=== Begin Enclosure ===

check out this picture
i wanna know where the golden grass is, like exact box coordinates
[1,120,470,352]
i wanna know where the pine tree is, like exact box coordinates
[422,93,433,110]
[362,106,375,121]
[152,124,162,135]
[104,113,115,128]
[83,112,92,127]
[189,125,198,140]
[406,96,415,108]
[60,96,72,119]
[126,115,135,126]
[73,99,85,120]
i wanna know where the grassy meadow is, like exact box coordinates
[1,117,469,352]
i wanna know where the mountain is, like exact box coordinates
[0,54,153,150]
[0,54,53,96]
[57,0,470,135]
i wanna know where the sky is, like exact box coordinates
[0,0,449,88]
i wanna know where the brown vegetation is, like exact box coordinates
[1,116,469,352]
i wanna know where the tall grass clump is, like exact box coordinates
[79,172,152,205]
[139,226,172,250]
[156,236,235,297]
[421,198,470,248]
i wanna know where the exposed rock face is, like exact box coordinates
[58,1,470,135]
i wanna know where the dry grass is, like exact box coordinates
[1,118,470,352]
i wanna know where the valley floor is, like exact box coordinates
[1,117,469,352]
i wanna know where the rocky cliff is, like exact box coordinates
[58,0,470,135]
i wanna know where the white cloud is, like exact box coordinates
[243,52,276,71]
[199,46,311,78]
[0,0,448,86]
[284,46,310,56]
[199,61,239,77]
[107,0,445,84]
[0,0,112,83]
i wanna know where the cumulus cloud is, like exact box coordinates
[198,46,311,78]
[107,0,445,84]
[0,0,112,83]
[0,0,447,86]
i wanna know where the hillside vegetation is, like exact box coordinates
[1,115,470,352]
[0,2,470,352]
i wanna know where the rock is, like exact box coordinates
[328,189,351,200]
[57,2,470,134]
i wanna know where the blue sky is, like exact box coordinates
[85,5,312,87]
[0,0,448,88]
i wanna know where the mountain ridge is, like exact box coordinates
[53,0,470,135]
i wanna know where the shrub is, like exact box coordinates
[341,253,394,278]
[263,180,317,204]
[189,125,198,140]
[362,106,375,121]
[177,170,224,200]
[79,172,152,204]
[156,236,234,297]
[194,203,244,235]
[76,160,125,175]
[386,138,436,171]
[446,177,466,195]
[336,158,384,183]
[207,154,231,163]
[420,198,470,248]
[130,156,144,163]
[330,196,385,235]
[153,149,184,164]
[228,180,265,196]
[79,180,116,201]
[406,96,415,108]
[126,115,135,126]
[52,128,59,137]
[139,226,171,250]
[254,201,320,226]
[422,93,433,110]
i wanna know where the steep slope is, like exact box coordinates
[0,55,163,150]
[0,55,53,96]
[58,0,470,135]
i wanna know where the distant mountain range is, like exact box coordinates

=== End Enclosure ===

*Problem details*:
Retype all of the records above, word for word.

*Result for this exercise*:
check out this picture
i wanna know where the golden grass is, like exact box coordinates
[1,120,470,352]
i wanna know where the pine tree is, like exact box coordinates
[422,93,433,110]
[362,106,375,121]
[152,124,162,135]
[104,113,115,128]
[83,112,92,127]
[189,125,198,140]
[406,96,415,108]
[60,96,72,119]
[126,115,135,126]
[73,99,85,120]
i wanna know where the grassy meadow is, like exact box coordinates
[1,117,469,352]
i wanna know where the mountain is, like exact box coordinates
[0,54,153,150]
[0,54,53,96]
[57,0,470,135]
i wanna know where the sky is, like exact box coordinates
[0,0,449,88]
i wanna know where the brown vegetation is, like exact box coordinates
[1,116,469,352]
i wanna know where the tall grass clump is, like exact box coordinates
[79,172,152,205]
[139,226,172,250]
[156,236,235,297]
[421,198,470,248]
i wanna know where the exposed rock face is, like exact box coordinates
[58,1,470,135]
i wanna know where the dry grass is, like exact box coordinates
[1,118,470,352]
i wanna know where the valley floor is, like exact box coordinates
[1,117,469,352]
i wanna know where the rocky cliff is, like exact box coordinates
[58,0,470,135]
i wanna know where the white cloud is, like exact box coordinates
[243,52,276,71]
[199,46,311,78]
[0,0,448,86]
[284,46,310,56]
[199,61,239,77]
[107,0,445,84]
[0,0,112,83]
i wanna know where the cumulus cloud is, like exact box coordinates
[198,46,311,78]
[107,0,445,84]
[0,0,112,83]
[0,0,447,86]
i wanna know where the hillside vegetation is, like exact box coordinates
[1,115,470,352]
[0,2,470,352]
i wanna know where the rock is, like exact box coordinates
[328,189,351,200]
[57,2,470,134]
i wanna know where the blue sky is, like exact box coordinates
[85,5,312,87]
[0,0,448,88]
i wanna know where the mountain ridge is, like exact box coordinates
[53,0,470,135]
i wanna know where the shrub is, like exact box coordinates
[341,253,394,278]
[263,180,317,204]
[189,125,198,140]
[362,106,375,121]
[177,170,224,200]
[79,172,152,204]
[156,236,234,297]
[194,203,244,235]
[76,160,125,175]
[386,138,436,171]
[446,177,466,195]
[336,158,384,183]
[207,154,231,163]
[420,198,470,248]
[130,156,144,163]
[330,196,385,235]
[153,149,184,164]
[228,180,265,196]
[79,180,116,201]
[406,96,415,108]
[126,115,135,126]
[52,128,59,137]
[139,226,171,250]
[254,201,320,226]
[422,93,433,110]
i wanna know where the steep slope is, like exact box coordinates
[0,55,163,150]
[0,55,53,96]
[58,0,470,135]
i wanna know where the distant mountain range is, like exact box coordinates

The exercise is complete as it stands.